**Excerpted text**.

Well, that was subtle… In line 102, you wrote

offset = dA.withByteOffset((i * n + i) + Sizeof.FLOAT);

but it has to be

offset = dA.withByteOffset((i * n + i) * Sizeof.FLOAT);

With this modification, it seems to work for the basic 3x3-example.

BTW: A while ago, there was this thread about Multiplying and (especially) Inverting matrices. At this time, I intended to write a matrix inversion based on JCublas, similar to what you did, based on an LU factorization. But did not get very far: I tried to port the code from LAPACK, without having the slightest idea what the code is doing :o , and ended up in an index-hell, so postponed this. In any case, I’ll inform the opener of the original thead about this thread here, but I think that matrix inversion is a very important and frequently requested task. So I wanted to ask whether I may use your code as the basis for a Matrix Inversion example on the website (with credits going to you, of course) ?


Hi Marco13,
I give you my most sincere thanks for debugging and your time for solving the problem. It is very shameful my silliness typo and suck debugging skill cause for time.
And please feel free to use and share the code, and I hope the code can help you and anyone who need it. Thanks you for your kindness help again

Great. If you want the credits to contain your name and/or affiliation, you can send me a PM.

**Written exercise 1**. Write out the forum thread word for word, everything from "And please feel" down to "send me a PM.".
The forum thread and the listing have nothing to do with each other.

**Provided records**.
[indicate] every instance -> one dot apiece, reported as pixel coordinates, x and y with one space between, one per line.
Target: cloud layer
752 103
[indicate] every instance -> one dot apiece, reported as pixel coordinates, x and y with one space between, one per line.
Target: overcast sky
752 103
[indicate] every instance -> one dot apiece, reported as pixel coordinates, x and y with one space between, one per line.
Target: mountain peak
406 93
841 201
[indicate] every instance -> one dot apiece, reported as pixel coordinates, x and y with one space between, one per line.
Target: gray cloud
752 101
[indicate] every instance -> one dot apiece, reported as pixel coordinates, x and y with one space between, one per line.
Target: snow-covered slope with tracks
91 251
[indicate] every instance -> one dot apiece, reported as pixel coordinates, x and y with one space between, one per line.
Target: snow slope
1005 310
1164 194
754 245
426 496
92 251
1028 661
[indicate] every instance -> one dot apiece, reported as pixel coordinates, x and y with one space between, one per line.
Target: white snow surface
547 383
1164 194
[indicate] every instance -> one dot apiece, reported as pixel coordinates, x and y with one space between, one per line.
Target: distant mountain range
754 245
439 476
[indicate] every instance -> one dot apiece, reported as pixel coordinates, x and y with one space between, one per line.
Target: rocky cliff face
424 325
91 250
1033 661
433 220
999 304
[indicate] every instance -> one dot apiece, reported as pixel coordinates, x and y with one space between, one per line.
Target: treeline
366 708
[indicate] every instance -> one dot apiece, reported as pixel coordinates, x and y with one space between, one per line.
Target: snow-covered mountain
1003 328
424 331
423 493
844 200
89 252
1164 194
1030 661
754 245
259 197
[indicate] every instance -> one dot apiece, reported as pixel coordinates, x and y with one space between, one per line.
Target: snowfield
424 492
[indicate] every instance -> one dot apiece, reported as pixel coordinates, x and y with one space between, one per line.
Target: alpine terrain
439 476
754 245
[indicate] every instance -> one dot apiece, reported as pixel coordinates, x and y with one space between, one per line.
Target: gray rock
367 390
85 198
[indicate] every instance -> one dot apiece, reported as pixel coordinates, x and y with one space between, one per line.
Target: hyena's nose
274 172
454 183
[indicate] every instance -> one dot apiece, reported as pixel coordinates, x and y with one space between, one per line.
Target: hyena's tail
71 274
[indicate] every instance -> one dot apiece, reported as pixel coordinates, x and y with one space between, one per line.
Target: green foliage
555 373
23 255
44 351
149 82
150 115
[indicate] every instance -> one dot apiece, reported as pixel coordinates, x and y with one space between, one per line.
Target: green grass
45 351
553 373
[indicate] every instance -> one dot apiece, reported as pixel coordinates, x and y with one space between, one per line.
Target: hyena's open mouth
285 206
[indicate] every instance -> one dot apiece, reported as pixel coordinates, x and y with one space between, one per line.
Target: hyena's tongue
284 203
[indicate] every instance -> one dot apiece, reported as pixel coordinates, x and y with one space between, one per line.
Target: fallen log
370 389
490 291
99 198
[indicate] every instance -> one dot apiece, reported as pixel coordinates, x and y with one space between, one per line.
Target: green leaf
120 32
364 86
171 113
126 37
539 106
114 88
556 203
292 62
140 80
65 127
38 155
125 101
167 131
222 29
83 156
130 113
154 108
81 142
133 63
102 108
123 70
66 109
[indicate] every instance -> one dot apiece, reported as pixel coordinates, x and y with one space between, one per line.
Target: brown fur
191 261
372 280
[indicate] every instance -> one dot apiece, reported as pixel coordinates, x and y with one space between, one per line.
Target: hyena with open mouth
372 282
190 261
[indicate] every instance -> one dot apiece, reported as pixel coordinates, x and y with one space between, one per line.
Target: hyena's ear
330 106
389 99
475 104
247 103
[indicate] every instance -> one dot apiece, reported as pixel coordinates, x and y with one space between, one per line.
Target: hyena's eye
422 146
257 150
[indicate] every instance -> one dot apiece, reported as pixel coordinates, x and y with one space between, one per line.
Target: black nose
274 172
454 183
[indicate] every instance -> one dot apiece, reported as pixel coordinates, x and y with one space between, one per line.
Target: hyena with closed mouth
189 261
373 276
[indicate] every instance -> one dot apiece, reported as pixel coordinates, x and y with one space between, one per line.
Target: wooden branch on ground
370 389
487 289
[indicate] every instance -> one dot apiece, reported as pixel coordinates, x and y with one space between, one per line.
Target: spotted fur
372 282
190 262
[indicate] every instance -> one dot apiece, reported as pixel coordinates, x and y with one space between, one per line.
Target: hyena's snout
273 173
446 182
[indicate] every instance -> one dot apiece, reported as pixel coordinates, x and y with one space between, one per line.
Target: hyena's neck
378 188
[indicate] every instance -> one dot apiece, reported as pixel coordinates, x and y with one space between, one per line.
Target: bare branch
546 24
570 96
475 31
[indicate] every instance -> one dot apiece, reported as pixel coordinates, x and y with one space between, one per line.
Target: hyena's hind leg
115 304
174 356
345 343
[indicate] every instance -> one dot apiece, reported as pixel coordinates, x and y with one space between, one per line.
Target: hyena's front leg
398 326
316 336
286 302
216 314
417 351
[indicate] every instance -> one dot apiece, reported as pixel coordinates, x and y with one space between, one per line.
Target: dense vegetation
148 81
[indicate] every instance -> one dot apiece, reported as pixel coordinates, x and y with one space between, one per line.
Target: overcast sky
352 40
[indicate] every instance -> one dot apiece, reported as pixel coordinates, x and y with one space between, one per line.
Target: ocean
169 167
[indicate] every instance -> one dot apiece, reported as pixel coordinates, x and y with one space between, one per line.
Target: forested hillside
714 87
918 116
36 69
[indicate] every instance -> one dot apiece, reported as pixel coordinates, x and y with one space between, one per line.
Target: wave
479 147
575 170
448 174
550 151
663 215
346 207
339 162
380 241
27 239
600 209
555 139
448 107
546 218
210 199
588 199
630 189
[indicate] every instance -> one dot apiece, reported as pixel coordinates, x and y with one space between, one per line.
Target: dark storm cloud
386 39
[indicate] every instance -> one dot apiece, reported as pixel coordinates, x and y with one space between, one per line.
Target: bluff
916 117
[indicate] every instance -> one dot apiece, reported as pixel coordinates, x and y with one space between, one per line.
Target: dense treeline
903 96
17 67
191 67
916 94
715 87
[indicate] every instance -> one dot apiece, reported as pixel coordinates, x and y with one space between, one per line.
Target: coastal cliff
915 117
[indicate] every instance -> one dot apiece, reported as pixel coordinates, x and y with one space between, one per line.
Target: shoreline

**Written exercise 2**. Pick out every line of the listing that contains the word "mountain" and copy each one. Case matters.

**Full solution 1**.
And please feel free to use and share the code, and I hope the code can help you and anyone who need it. Thanks you for your kindness help again

Great. If you want the credits to contain your name and/or affiliation, you can send me a PM.

**Full solution 2**.
Target: mountain peak
Target: distant mountain range
Target: snow-covered mountain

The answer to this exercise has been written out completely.